Report how many lines in the items below contain the string "negative", giving only that number.
*** PROVIDED RECORDS Section Begins ***
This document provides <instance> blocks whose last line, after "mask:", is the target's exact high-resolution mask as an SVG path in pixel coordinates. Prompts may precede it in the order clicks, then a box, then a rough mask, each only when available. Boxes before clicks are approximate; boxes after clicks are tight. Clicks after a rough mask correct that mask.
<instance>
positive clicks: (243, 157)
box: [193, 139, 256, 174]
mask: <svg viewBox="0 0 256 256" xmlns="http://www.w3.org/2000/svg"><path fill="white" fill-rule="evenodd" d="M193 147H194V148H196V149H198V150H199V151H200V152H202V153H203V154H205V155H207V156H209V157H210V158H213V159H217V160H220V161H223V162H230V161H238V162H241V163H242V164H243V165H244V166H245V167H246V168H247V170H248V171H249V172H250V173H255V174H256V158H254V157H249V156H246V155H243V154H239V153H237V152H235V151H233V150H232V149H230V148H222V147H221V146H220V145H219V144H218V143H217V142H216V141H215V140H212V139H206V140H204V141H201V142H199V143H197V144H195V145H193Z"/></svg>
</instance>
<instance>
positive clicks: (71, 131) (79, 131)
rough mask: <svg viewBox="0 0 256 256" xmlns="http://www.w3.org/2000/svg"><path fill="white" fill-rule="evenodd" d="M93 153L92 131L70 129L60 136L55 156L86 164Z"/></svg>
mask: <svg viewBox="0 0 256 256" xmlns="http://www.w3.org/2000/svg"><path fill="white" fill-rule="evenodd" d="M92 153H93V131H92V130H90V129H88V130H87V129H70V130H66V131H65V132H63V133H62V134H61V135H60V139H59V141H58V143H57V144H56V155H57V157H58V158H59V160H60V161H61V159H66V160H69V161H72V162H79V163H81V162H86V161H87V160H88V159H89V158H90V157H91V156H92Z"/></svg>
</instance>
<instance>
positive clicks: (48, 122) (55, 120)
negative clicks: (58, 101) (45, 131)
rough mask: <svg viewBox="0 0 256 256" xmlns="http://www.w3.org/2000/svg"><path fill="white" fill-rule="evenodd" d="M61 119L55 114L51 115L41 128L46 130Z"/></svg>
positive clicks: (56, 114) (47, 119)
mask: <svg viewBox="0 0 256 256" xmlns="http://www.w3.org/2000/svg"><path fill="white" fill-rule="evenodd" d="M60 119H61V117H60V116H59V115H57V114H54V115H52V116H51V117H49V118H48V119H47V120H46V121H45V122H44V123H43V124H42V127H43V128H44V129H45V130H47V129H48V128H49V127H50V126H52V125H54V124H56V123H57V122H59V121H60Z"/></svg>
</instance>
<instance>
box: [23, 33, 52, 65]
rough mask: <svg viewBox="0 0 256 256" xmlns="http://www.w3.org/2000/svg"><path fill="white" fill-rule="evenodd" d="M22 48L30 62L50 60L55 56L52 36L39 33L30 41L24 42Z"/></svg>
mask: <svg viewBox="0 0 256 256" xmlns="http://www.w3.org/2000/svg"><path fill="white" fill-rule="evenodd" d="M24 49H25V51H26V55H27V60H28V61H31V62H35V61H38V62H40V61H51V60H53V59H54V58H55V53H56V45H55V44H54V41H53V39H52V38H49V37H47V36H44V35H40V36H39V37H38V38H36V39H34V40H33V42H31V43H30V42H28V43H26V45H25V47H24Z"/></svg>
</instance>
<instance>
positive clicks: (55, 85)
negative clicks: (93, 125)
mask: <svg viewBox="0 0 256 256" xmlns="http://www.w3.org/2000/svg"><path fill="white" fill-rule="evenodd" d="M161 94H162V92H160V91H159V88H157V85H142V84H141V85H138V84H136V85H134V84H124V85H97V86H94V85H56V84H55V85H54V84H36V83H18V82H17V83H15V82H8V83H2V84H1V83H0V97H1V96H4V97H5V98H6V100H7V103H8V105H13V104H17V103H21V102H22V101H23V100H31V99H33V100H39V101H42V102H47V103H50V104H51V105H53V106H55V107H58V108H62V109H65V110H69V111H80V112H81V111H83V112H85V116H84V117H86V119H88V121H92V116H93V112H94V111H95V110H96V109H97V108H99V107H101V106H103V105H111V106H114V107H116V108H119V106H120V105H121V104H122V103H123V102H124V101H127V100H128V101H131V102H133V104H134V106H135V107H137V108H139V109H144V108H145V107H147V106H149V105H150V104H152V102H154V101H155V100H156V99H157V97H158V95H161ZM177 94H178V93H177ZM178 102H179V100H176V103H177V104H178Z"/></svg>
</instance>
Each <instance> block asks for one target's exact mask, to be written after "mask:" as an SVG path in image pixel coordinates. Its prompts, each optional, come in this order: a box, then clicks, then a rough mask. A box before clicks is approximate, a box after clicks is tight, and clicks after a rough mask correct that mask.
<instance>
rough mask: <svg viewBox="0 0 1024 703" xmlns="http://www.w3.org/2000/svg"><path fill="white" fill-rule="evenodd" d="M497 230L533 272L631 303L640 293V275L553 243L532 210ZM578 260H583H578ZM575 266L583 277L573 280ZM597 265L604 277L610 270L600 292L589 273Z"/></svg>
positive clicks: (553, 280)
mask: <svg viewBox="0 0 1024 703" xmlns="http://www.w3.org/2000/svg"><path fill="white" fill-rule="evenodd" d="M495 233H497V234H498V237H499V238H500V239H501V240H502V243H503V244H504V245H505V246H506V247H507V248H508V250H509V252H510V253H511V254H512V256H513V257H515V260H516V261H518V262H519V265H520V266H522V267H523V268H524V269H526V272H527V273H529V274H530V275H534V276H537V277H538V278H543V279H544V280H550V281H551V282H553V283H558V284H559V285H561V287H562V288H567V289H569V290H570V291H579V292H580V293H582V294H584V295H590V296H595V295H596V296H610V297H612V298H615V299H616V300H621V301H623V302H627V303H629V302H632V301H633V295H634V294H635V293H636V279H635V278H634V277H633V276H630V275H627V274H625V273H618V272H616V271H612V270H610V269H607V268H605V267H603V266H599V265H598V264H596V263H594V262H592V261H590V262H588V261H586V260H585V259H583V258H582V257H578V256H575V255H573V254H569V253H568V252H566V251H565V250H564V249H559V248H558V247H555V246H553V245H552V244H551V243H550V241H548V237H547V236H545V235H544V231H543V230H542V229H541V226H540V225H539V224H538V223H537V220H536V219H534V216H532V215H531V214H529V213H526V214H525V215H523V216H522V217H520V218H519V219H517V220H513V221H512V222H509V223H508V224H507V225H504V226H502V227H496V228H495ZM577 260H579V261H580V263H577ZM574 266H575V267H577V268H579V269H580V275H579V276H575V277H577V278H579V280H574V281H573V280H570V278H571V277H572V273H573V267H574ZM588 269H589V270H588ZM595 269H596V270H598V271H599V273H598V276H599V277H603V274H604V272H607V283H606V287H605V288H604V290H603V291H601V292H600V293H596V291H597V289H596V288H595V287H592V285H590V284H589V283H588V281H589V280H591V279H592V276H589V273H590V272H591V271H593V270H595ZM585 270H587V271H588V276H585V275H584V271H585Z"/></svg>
*** PROVIDED RECORDS Section Ends ***
## [ANSWER TO THE EXERCISE]
2